═════ RECORDS FOR THE TASK ═════

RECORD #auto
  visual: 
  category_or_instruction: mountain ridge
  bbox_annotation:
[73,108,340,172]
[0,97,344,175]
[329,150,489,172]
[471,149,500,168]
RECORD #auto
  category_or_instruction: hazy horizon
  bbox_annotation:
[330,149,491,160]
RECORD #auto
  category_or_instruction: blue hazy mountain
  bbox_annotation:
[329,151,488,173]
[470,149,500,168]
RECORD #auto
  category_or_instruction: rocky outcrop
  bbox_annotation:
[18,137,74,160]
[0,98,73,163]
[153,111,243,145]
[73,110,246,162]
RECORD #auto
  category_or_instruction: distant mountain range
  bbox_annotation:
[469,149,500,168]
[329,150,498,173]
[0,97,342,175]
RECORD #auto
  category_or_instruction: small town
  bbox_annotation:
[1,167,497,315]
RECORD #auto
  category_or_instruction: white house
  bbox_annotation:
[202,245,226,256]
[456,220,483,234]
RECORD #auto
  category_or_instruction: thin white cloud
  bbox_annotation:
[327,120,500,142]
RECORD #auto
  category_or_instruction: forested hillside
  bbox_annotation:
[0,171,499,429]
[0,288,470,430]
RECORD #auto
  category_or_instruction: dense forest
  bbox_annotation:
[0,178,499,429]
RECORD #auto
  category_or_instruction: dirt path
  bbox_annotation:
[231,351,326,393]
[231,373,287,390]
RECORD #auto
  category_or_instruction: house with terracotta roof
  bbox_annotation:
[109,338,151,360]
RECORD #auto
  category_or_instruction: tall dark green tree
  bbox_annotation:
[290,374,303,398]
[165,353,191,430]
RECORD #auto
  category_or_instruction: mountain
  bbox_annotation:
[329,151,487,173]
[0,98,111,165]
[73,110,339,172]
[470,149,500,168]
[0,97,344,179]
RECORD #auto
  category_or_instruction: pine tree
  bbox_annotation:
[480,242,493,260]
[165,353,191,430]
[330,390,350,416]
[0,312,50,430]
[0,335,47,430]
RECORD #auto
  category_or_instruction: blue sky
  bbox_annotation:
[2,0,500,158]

═════

▸ **EXERCISE BRIEF**
Beginning at the first line of the data above, retype each line until you reach the line containing "category_or_instruction: white house", and include that one too. Add nothing else.

▸ **ANSWER TO THE EXERCISE**
RECORD #auto
  visual: 
  category_or_instruction: mountain ridge
  bbox_annotation:
[73,108,340,172]
[0,97,344,175]
[329,150,489,172]
[471,149,500,168]
RECORD #auto
  category_or_instruction: hazy horizon
  bbox_annotation:
[330,149,491,160]
RECORD #auto
  category_or_instruction: blue hazy mountain
  bbox_annotation:
[329,151,488,173]
[470,149,500,168]
RECORD #auto
  category_or_instruction: rocky outcrop
  bbox_annotation:
[18,137,74,160]
[0,98,73,163]
[153,111,243,145]
[73,110,246,162]
RECORD #auto
  category_or_instruction: distant mountain range
  bbox_annotation:
[469,149,500,168]
[329,150,498,173]
[0,97,342,175]
RECORD #auto
  category_or_instruction: small town
  bbox_annotation:
[1,167,497,315]
RECORD #auto
  category_or_instruction: white house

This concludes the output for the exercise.